GPT-4 Passes the Bar in Zero-Shot but We Still are Only in the Foothills
It has been quite a year so far in AI & Law. The year began with the release of ‘GPT Takes the Bar Exam’ in which 273 Ventures co-founders Michael Bommarito & Daniel Marin Katz evaluated GPT-3.5 on the multiple choice portion of the Multistate Bar Exam (MBE). This paper ultimately put them on the path to work on ‘GPT-4 Passes the Bar Exam’ which was part of the GPT-4 launch back in March. As was noted in the paper, the bar exam results (including both the multiple choice and the essays) were really ‘lower bound’ results focused upon the raw capabilities of the leading Large Language Model (LLM).
Obviously, the Bar Exam results are pretty amazing in their own right but the results in many ways really understate the true nature of the potential of LLMs. The Bar Exam analysis is what is called a zero-shot analysis because it does not involve one of many potential engineering layers that might be built on top of these core capabilities. It is for these reasons that I am convinced that we are only in the foothills at this point – we have not even come close to reaching the mountain top. The graphic below offers a sketch of two arcs of development for Gen AI & Law – from the raw zero-shot capabilities of LLMs to much stronger results through combinations of data, tools, engineering and agents.
Ad Hoc Prompt Engineering is Not Really Engineering
Prompt Engineering has been all the rage this year. Don’t get me wrong. It can be useful and can help generate superior results when compared to the cold turkey results one can otherwise derive from an LLM. However, much of the ad hoc Prompt Engineering is not really engineering at all (as there is not really anything systematic being put into play). Namely, mapping between inputs and outputs in LLMs is difficult to truly systematize. The underlying cocktail of gradient descent and other techniques operating on giant inscrutable matrices makes it difficult to develop principled prompt-centric approaches that yield consistent high fidelity output.

--------------------------------------------------

◆ WHAT THE TASK ASKS ◆
Please extend the text on GPT-4 and the bar exam, picking up right after its last sentence. The listing isn't needed for this.

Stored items
--------------------------------------------------

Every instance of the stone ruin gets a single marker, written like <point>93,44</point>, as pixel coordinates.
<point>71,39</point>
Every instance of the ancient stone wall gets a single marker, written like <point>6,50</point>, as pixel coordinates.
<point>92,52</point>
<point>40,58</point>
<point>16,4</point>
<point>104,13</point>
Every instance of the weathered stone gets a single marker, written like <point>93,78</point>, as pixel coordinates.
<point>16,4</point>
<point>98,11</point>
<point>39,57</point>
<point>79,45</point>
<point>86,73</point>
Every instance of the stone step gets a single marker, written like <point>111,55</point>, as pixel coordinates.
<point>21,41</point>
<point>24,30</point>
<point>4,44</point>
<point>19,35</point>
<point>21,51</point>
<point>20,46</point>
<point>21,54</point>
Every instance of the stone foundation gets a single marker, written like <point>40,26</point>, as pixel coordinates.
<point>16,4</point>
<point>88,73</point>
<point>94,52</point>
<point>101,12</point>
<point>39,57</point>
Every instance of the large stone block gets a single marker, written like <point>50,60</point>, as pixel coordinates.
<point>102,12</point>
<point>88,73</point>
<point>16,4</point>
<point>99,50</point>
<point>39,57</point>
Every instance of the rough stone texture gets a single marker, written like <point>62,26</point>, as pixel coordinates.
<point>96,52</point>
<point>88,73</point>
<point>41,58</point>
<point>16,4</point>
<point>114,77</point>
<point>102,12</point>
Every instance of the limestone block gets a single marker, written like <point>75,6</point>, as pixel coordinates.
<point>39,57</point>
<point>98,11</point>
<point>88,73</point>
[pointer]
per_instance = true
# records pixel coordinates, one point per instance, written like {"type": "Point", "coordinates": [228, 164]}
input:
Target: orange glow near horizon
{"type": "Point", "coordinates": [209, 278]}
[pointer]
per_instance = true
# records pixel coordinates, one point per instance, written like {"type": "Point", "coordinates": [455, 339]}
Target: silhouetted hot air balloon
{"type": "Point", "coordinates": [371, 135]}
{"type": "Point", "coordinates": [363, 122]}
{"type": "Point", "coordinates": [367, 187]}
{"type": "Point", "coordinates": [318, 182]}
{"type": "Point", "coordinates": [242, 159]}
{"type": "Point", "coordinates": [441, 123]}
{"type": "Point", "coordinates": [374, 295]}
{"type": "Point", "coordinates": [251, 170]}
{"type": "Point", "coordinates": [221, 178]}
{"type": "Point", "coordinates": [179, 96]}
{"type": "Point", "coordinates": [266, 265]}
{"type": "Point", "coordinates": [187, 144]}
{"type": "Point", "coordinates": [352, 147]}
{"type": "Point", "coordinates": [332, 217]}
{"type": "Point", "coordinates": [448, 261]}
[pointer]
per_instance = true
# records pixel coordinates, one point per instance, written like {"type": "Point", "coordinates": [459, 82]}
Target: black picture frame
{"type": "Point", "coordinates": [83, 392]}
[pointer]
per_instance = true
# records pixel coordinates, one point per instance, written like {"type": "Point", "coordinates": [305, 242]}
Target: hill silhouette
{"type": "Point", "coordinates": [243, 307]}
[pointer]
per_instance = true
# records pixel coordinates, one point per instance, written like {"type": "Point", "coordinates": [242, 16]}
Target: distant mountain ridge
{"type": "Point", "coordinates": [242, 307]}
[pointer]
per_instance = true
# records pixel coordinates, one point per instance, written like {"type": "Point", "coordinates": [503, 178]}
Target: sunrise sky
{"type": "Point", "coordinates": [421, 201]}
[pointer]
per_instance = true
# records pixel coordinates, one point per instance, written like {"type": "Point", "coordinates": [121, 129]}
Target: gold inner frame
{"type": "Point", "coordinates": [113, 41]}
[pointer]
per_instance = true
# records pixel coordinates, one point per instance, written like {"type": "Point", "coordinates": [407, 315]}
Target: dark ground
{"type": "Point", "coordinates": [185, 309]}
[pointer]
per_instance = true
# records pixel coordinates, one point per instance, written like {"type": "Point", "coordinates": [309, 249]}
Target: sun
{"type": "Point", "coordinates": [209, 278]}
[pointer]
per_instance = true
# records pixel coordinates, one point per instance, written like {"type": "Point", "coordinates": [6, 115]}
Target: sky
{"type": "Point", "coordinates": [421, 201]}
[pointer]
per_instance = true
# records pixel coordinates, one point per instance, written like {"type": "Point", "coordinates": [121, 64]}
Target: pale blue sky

--------------------------------------------------

◆ ANSWER TO THE EXERCISE ◆
RAGs2Riches and Fine Tuning a Foundational Model
One way to partially systematize the process of generating results is to use Retrieval Augmented Generation (RAG) powered by custom embeddings. We have highlighted some of the strengths and limitations of RAG as well as the utility of legal specific embeddings for retrieval augmentation. Indeed, we have 31+ Flavors of Kelvin Embeddings which we currently ship to customers or embed within our own offerings. These Kelvin Embeddings are built from the Kelvin Legal Data Pack which features 200B Tokens and Counting.
The Kelvin Legal Data Pack (or components thereof) are also currently being used to fine tune foundational models to support specific use cases. Model fine-tuning is one of the many forms of transfer learning in which one starts with an already pre-trained foundational model (GPT, Llama, etc.) and then re-trains it for another task. Various techniques to undertake this fine tuning exist such as through the use of LoRA, QLoRA or through the use of RLHF. Bottom line is that it is substantially less expensive and complex than building a foundational model from first principles. However, fine tuning ultimately faces an inherent ceiling on its potential performance. This ceiling can arguably be raised by a domain specific foundational model (e.g., a LawGPT).
LawGPTs and Planning Agents Using Custom Tools Developed for Use with Legal Data
Agents are now very much front and center in the discussion of Gen AI given their focus at the recent Open AI Dev Day. Ultimately, we see a world of legal specific foundational models (i.e., Law GPTs) which are connected to and combined with domain specific legal tools/methods through an orchestration layer (via legal agents). Our recently announced Kelvin Agent can orchestrate the implementation of the more than 50+ tools inside the Kelvin Legal Data OS. Namely, Kelvin OS features a series legal specific OCR (Kelvin OCR), spell checker (Kelvin Speller), tokenizer and sentence segmentation/chunker (Kelvin Document Index). It can also leverage the Kelvin Conversion Engine, Kelvin NLP, Kelvin Graph and many other tools. For a given problem, our Kelvin Agent will suggest potential plans for using the tools contained within the broad OS (and execute such plans at the behest of the user). Users can also design and execute their own plans, checklists or custom workflows using our no-code, low-code interface.
Two Arcs of Maturity for Generative AI & Law
We believe that the graphic above offers a useful summary of some of the trends that will come to define the next [0-24 months] in AI & Law. We are working to build that future here through our Kelvin Legal Data OS and associated Kelvin offerings. We are prepared for the climb ahead!